◆ DIRECTIONS ◆
Note each line in the data holding the string "window" and report it.

Natural language region descriptions
========================
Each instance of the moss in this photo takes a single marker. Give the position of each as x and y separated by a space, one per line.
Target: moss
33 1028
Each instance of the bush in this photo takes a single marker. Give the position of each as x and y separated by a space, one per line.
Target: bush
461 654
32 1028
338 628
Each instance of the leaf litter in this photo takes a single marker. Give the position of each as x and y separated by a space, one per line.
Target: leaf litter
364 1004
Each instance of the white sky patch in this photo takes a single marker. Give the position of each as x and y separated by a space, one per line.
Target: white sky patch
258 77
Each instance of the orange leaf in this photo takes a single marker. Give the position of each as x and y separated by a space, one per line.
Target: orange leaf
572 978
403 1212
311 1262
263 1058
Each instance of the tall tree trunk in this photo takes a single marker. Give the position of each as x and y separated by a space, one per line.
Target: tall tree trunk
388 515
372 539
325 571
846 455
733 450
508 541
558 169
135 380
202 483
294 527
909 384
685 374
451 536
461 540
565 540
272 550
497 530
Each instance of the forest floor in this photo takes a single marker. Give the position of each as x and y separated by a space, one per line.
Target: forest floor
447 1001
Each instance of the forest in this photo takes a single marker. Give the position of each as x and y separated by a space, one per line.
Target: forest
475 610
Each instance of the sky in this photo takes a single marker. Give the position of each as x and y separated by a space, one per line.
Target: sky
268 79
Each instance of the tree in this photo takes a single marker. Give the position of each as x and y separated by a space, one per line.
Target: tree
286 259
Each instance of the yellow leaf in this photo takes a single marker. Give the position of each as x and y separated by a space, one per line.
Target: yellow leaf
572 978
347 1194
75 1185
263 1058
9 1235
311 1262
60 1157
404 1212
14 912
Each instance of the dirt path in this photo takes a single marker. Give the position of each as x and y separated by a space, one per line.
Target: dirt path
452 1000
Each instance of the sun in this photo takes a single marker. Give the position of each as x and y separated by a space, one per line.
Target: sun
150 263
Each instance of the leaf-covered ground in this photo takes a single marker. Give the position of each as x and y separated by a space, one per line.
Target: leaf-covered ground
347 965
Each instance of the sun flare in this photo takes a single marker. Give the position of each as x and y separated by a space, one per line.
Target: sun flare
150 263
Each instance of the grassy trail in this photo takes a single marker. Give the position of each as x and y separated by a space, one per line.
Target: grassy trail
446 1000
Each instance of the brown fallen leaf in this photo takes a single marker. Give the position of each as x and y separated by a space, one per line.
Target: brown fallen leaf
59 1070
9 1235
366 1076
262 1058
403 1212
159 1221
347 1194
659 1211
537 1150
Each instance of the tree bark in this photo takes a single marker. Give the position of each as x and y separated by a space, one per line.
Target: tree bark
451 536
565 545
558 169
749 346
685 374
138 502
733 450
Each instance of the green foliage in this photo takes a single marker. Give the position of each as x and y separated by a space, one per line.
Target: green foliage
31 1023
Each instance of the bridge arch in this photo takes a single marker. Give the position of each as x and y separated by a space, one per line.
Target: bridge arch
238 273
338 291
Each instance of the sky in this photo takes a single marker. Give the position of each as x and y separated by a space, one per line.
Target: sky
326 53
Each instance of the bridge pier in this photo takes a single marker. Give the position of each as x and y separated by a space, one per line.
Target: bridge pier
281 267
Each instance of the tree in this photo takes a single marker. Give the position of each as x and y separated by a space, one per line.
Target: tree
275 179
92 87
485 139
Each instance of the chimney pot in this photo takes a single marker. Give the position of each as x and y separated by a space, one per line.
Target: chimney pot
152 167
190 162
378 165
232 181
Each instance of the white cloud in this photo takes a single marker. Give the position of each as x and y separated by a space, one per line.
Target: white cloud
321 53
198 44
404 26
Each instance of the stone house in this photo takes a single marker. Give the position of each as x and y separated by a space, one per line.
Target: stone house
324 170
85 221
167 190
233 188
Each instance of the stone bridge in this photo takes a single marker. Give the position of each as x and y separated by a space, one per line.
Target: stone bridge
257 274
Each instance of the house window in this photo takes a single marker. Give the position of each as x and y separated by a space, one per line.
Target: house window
========================
◆ EXPECTED OUTPUT ◆
Each instance of the house window in this photo takes a single marker. Give the position of each as x and y separated by a space, one per line.
Target: house window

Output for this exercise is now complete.